(Some records)

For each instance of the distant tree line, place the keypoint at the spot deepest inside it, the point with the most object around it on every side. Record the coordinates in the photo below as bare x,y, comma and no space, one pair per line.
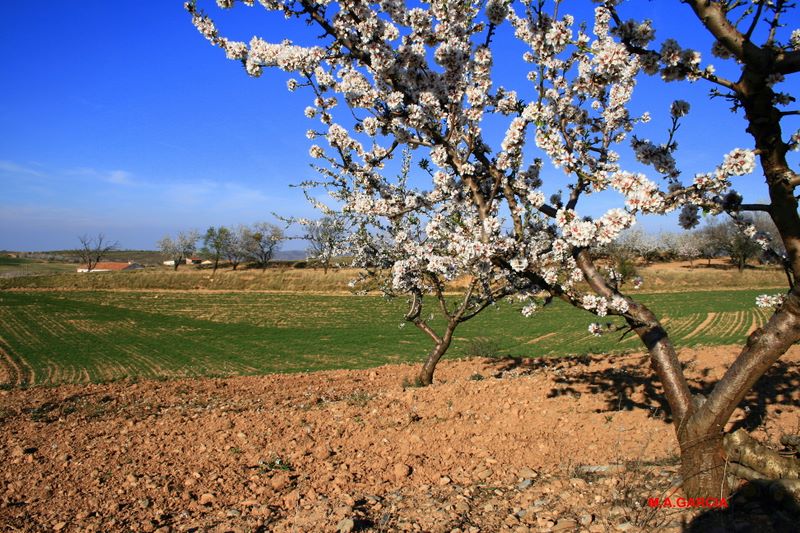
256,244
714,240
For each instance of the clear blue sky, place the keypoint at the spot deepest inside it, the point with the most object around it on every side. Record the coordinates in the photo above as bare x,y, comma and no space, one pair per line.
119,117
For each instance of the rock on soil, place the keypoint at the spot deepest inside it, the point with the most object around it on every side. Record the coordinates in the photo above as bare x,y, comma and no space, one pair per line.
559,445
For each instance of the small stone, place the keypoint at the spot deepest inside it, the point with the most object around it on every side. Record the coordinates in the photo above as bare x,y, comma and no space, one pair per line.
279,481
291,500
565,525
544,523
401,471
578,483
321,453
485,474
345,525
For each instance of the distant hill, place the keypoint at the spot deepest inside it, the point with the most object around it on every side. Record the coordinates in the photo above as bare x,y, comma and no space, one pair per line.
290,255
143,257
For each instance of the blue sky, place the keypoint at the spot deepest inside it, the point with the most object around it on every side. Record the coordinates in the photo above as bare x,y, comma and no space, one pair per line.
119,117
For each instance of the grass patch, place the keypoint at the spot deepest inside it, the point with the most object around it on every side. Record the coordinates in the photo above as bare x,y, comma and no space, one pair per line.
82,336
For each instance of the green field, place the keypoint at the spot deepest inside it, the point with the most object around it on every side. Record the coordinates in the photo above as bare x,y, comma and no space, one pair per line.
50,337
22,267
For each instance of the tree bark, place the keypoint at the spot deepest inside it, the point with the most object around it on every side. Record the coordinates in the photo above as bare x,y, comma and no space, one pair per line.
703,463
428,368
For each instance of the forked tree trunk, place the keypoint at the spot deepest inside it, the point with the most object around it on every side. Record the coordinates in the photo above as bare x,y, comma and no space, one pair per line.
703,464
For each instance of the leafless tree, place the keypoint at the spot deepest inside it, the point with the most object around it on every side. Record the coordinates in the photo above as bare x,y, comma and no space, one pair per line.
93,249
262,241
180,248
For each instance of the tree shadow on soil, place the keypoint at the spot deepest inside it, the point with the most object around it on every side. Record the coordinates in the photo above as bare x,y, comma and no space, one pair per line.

---

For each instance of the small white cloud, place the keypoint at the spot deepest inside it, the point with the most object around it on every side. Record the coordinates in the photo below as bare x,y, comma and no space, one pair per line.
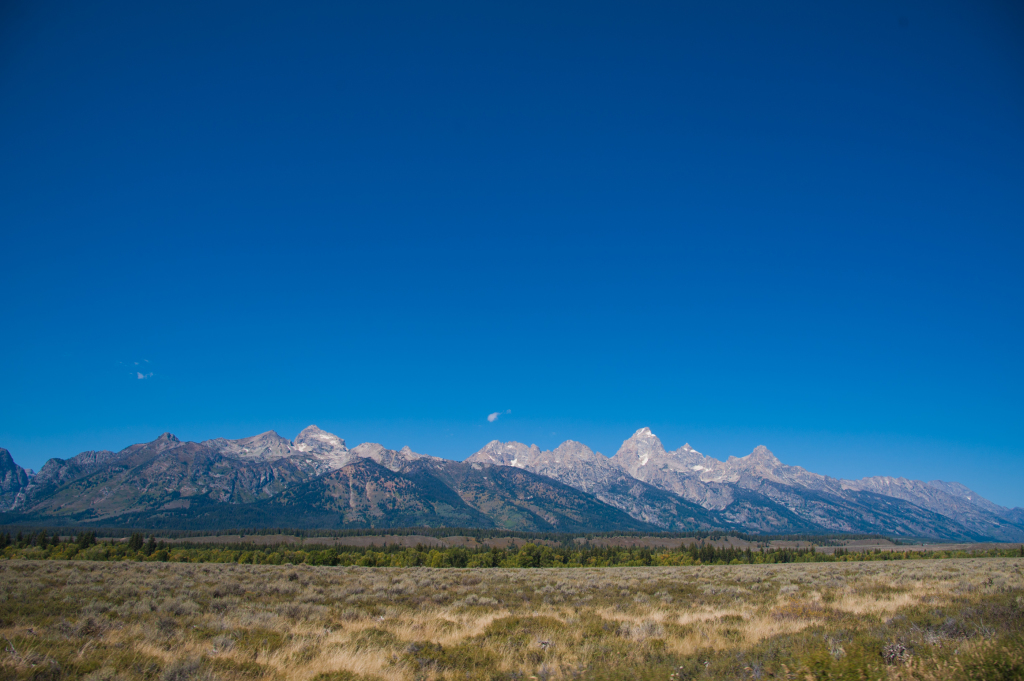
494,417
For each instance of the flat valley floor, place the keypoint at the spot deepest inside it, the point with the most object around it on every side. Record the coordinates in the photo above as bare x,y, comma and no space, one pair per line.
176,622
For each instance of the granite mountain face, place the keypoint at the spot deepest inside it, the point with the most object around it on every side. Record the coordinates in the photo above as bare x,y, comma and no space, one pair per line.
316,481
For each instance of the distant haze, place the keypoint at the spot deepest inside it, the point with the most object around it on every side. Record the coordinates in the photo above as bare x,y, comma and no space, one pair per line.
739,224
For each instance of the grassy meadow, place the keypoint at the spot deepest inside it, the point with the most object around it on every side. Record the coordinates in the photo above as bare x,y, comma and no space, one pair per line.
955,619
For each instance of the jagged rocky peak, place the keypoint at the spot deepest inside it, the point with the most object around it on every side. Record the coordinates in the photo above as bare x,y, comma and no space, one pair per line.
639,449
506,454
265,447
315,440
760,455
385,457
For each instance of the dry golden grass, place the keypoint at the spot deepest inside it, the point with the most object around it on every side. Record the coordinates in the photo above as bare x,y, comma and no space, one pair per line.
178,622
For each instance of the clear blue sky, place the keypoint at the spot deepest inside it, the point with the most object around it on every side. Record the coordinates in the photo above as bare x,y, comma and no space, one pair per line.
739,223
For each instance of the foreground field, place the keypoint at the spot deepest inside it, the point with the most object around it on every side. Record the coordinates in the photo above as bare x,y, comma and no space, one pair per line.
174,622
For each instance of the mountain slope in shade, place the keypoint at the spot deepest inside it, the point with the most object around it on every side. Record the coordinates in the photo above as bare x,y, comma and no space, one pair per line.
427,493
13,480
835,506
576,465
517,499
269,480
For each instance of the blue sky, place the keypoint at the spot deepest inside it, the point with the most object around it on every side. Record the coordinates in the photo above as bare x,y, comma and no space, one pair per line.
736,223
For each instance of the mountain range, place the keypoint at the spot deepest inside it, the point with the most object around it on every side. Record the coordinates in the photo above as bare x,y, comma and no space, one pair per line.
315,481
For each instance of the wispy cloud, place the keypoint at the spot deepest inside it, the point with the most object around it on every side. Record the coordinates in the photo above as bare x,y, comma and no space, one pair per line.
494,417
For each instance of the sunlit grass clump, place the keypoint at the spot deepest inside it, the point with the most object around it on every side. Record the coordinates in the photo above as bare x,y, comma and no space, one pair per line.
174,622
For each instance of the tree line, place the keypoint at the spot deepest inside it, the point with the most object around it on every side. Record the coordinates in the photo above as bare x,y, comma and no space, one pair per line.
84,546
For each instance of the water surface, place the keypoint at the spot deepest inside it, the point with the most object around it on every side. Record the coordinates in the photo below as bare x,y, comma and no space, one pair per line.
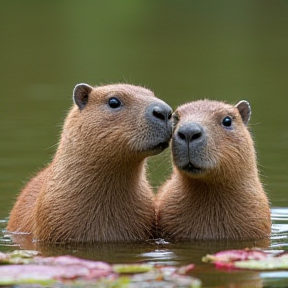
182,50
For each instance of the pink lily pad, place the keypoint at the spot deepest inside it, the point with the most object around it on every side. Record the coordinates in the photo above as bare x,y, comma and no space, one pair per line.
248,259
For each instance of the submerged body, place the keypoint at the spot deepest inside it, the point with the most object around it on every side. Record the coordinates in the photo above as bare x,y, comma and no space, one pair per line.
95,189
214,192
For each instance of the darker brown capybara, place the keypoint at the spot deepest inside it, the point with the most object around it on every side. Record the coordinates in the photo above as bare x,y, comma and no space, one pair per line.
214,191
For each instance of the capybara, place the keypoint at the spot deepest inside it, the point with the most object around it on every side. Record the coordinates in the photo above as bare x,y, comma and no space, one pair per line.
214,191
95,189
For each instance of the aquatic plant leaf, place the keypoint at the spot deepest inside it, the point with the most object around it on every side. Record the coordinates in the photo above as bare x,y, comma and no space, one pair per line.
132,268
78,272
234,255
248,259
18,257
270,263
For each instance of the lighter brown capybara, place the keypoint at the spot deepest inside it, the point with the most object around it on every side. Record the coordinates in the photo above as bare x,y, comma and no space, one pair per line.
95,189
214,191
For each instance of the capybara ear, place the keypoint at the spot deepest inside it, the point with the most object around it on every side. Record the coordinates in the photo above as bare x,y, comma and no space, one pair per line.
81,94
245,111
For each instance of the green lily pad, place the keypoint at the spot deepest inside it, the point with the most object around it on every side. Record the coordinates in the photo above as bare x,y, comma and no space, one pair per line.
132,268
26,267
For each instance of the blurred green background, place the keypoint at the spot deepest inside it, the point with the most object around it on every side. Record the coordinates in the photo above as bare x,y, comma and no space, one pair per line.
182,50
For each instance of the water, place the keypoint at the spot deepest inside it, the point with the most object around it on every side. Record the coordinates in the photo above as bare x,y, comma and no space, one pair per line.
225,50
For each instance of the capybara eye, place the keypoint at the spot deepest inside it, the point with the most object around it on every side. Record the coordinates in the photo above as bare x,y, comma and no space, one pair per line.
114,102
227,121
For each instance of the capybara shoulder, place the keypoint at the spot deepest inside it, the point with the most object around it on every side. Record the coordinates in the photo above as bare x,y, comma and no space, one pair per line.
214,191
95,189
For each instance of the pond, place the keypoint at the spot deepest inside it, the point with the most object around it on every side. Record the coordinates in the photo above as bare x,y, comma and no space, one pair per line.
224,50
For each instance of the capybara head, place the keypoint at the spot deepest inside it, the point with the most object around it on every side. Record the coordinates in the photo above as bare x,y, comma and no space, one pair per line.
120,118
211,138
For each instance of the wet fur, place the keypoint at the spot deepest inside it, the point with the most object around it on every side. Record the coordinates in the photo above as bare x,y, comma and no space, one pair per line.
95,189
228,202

---

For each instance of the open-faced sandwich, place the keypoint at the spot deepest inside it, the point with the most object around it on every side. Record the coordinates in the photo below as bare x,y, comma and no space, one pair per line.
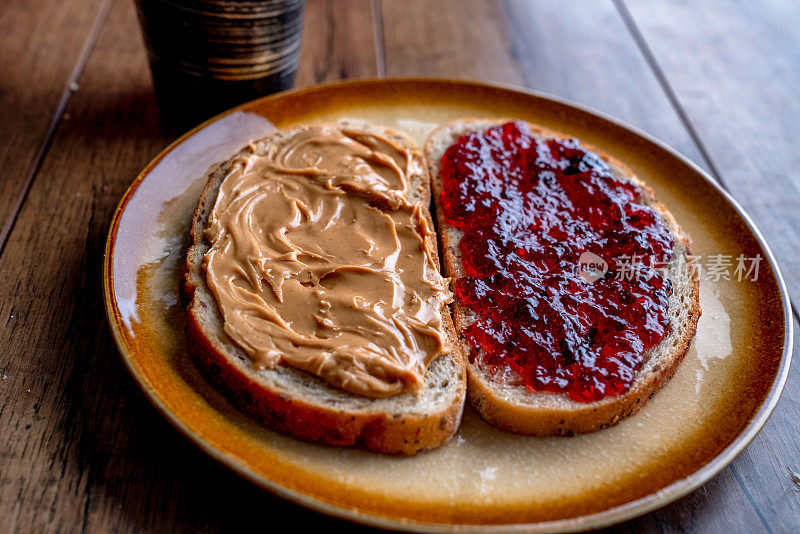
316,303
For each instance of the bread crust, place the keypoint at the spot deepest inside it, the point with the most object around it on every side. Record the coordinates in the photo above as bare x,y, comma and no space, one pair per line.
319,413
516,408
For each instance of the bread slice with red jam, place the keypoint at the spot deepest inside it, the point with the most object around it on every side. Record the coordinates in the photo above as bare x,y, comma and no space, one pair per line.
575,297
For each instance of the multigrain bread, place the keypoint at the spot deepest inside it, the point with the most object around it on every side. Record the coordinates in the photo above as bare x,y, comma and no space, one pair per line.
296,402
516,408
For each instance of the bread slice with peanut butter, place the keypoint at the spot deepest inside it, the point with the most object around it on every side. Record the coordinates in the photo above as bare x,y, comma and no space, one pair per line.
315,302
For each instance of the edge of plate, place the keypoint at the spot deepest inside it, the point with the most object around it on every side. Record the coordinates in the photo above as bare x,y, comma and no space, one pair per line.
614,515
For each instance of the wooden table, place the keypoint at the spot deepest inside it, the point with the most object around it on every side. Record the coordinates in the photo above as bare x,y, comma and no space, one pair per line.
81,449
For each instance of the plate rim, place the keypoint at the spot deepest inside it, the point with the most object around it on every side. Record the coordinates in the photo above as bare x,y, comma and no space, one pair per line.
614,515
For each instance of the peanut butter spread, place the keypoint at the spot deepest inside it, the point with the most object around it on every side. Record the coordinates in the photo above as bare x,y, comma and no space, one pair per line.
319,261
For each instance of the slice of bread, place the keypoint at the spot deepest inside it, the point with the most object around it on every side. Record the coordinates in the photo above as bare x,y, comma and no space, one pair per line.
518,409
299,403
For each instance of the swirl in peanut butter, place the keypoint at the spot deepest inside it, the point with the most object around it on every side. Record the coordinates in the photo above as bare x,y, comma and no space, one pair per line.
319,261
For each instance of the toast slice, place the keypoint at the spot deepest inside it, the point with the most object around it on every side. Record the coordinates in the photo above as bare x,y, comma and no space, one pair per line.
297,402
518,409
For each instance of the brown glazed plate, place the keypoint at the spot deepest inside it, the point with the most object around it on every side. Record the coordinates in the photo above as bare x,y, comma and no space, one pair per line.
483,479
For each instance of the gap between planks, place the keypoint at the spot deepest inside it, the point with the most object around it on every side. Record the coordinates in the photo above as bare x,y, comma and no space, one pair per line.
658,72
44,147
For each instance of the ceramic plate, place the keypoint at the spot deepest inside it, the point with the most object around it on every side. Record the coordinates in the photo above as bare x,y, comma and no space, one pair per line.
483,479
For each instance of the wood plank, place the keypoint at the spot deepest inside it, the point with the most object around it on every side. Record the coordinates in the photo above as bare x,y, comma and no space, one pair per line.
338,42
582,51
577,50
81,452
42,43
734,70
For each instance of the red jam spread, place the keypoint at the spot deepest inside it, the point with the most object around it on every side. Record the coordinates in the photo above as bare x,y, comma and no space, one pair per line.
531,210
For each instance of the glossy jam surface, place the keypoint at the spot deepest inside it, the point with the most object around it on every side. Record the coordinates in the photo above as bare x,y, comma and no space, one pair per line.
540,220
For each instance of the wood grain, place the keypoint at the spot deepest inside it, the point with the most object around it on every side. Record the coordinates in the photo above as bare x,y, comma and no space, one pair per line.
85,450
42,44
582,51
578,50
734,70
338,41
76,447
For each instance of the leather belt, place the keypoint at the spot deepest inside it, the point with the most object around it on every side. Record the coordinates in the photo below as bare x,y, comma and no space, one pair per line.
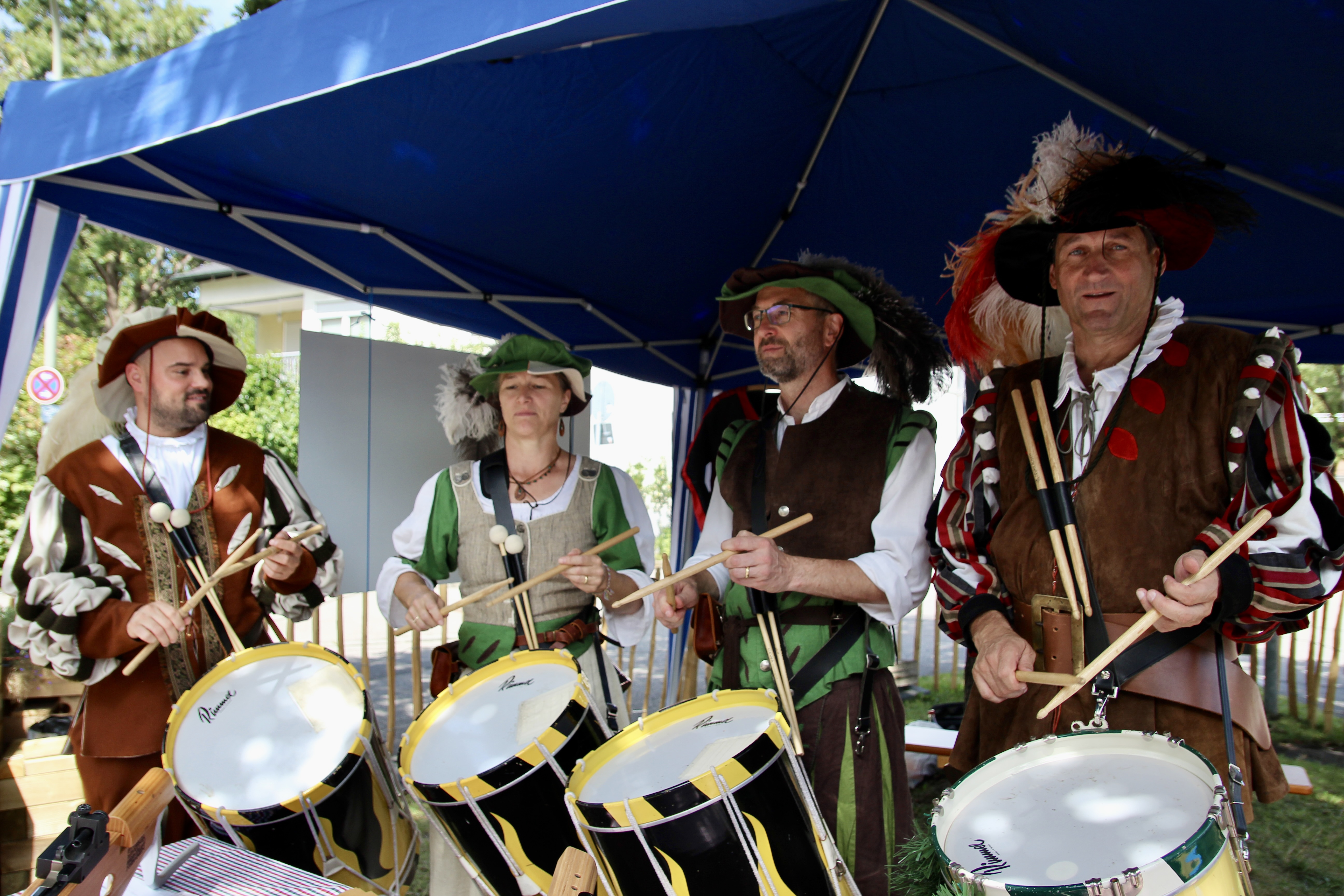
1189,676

• STATED TASK:
Transcribe the lines exactly, starting with the one containing "For each instance of the green field, place" and ending with the one containing "For each instance of the tree shadow", including both of those lines.

• RESULT OF THE EXERCISE:
For each instance of the green field, place the keypoint at the spot deepest inside it, the point with the most object around it on every side. Record the coordinates in the photo above as bare x,y, comma and no space, one pair per line.
50,337
22,267
For each instance of the tree bark, place the keypoint at the spot deepest inside it, the point with the most object around it on every side. Record the coordinates in the photo above as bare x,y, comma and no space, one pair per line.
703,463
428,368
For each instance of the forked tree trunk, place the keypoint at the spot deepest inside it, the point with the most object around it on every side. Record the coordinates in the photo above as bare x,y, comma and no space, one pair per line.
703,464
For each instance of the leafless tree, place the keypoint at the spot deepest inside it, the point with the most object around it on every side. Record the coordinates in the photo above as bare x,y, comma and no space, one pair per line.
93,249
262,241
180,248
For each instance of the tree shadow on soil, place the keypoint at the spot deepest inside it, the point with the most object around it on every side. Record the coordinates in the photo above as bare x,y, comma and no space, one pair per line.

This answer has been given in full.